--- Trecho para leitura ---

Enterococcus spp. sensível às penicilinas.

  •  Primeira escolha : Penicilina G cristalina 20 – 24 milhões de unidades EV ao dia continuamente ou dividida a cada 4 horas ou Ampicilina 2 g EV a cada 4 horas.
  •  Esquema alternativo:    Vancomicina 15 – 20 mg/Kg EV a cada 12 horas ou Daptomicina 6 – 8 mg/Kg EV uma vez ao dia ou Linezolida 600 mg VO ou EV a cada 12 horas.
  • Considerar terapia combinada com aminoglicosídeos por 4 – 6 semanas em pacientes com endocardite infecciosa ou nas infecções associadas de corrente sanguínea.
  •   Vancomicina deve ser empregada em pacientes com alergia documentada aos β-lactâmicos. Considerar no uso da vancomicina dose de ataque (25 – 30 mg/Kg) nos pacientes graves e a monitorização dos níveis séricos com o objetivo de atingir no vale entre 15 – 20 mg/l.

 

Enterococcus spp. resistente às penicilinas.

--- Registros listados ---
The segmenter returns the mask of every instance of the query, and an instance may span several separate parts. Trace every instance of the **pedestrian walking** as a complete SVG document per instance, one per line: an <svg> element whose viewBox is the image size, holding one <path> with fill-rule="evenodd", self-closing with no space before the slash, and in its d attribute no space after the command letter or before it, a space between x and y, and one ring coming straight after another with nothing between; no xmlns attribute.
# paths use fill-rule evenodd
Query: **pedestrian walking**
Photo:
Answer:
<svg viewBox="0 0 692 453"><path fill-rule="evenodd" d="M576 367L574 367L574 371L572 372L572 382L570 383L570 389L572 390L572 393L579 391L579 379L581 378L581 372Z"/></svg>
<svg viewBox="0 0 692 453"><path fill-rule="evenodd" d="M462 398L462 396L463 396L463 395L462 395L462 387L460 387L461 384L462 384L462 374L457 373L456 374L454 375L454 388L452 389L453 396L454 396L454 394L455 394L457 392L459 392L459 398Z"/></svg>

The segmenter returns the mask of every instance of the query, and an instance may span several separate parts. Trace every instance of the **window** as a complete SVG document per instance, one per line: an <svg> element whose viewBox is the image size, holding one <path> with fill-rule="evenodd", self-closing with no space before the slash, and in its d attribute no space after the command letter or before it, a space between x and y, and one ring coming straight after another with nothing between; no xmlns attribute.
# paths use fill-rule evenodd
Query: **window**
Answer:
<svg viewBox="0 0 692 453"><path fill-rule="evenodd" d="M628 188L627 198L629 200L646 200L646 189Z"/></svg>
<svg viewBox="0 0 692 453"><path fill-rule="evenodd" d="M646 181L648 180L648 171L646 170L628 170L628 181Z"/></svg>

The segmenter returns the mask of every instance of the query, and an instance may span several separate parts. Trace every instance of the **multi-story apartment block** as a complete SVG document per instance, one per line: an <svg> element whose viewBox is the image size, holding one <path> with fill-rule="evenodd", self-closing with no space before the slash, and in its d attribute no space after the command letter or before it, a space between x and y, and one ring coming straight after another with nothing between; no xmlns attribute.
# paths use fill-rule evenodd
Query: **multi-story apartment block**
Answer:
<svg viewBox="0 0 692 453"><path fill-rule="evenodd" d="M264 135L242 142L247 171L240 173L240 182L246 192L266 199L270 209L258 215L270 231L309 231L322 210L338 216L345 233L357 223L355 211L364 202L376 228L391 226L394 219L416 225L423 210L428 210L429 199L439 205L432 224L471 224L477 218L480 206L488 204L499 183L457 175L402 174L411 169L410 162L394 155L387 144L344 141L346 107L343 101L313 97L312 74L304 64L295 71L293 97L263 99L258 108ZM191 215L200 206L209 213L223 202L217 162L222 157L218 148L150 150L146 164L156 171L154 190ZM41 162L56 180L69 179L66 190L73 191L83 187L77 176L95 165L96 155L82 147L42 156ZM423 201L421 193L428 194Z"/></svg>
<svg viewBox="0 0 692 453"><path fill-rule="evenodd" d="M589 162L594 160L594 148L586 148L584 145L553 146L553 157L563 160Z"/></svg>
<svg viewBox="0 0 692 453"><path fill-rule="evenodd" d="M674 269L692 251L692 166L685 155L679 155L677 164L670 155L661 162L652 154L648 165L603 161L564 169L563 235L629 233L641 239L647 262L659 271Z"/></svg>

--- Questões de estudo ---
1) Responda às perguntas abaixo com base no trecho sobre Enterococcus spp.
(a) Na primeira escolha, qual é a dose de Ampicilina e com que intervalo ela é dada?
(b) Por quanto tempo se deve considerar a terapia combinada com aminoglicosídeos?
(c) Que nível sérico de vancomicina se busca atingir no vale?
2) Reproduza a parte do trecho sobre Enterococcus spp. que começa em "Enterococcus spp. sensível" e segue até "cada 12 horas.".

--- Respostas dos exercícios ---
1)
(a) 2 g EV a cada 4 horas.
(b) Por 4 – 6 semanas.
(c) Entre 15 – 20 mg/l.

2)
Enterococcus spp. sensível às penicilinas.

  •  Primeira escolha : Penicilina G cristalina 20 – 24 milhões de unidades EV ao dia continuamente ou dividida a cada 4 horas ou Ampicilina 2 g EV a cada 4 horas.
  •  Esquema alternativo:    Vancomicina 15 – 20 mg/Kg EV a cada 12 horas ou Daptomicina 6 – 8 mg/Kg EV uma vez ao dia ou Linezolida 600 mg VO ou EV a cada 12 horas.